:: Dataset extract
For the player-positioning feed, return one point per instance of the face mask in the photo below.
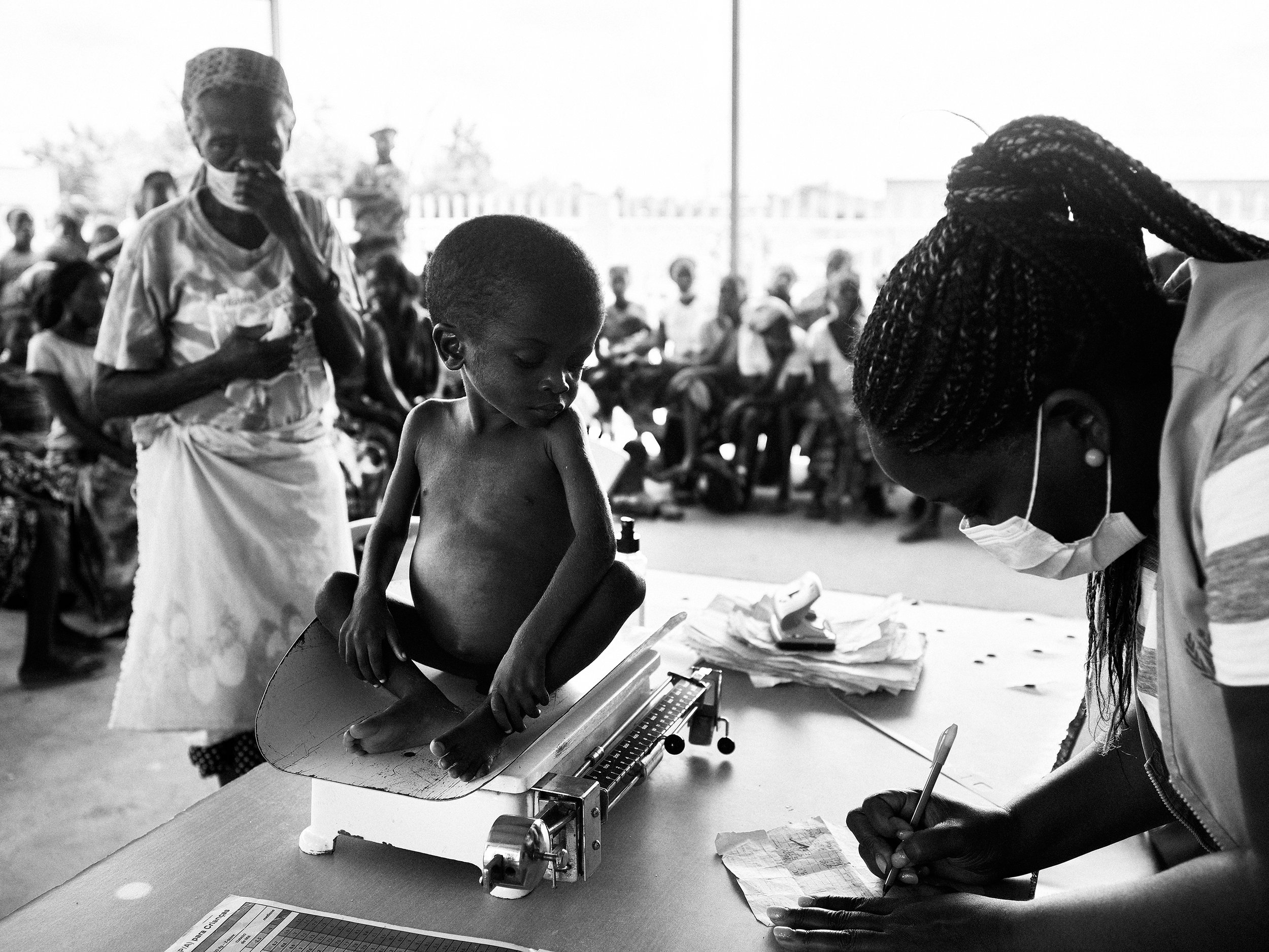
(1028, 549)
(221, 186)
::::
:: Dataset extract
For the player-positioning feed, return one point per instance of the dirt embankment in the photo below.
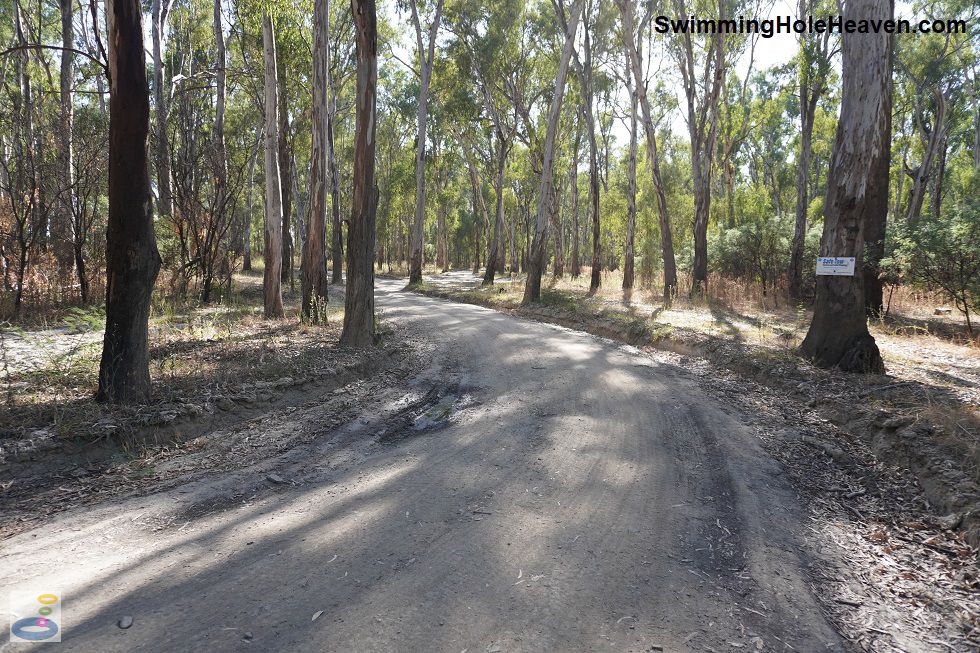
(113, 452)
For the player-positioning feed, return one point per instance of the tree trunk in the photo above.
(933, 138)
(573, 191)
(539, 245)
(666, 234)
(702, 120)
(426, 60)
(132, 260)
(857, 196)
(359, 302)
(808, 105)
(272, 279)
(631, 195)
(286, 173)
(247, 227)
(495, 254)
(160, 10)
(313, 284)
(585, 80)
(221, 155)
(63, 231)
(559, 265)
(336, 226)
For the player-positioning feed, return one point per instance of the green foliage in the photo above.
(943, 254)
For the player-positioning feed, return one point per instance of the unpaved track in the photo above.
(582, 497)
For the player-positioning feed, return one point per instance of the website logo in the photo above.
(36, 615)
::::
Which lines in the items above contain the word "below"? Copy each of them in full.

For the player-positioning feed, return one point per instance of the face mask in the photo below.
For the player-positioning feed, return one point per instance of the dirt embankment in the photo below.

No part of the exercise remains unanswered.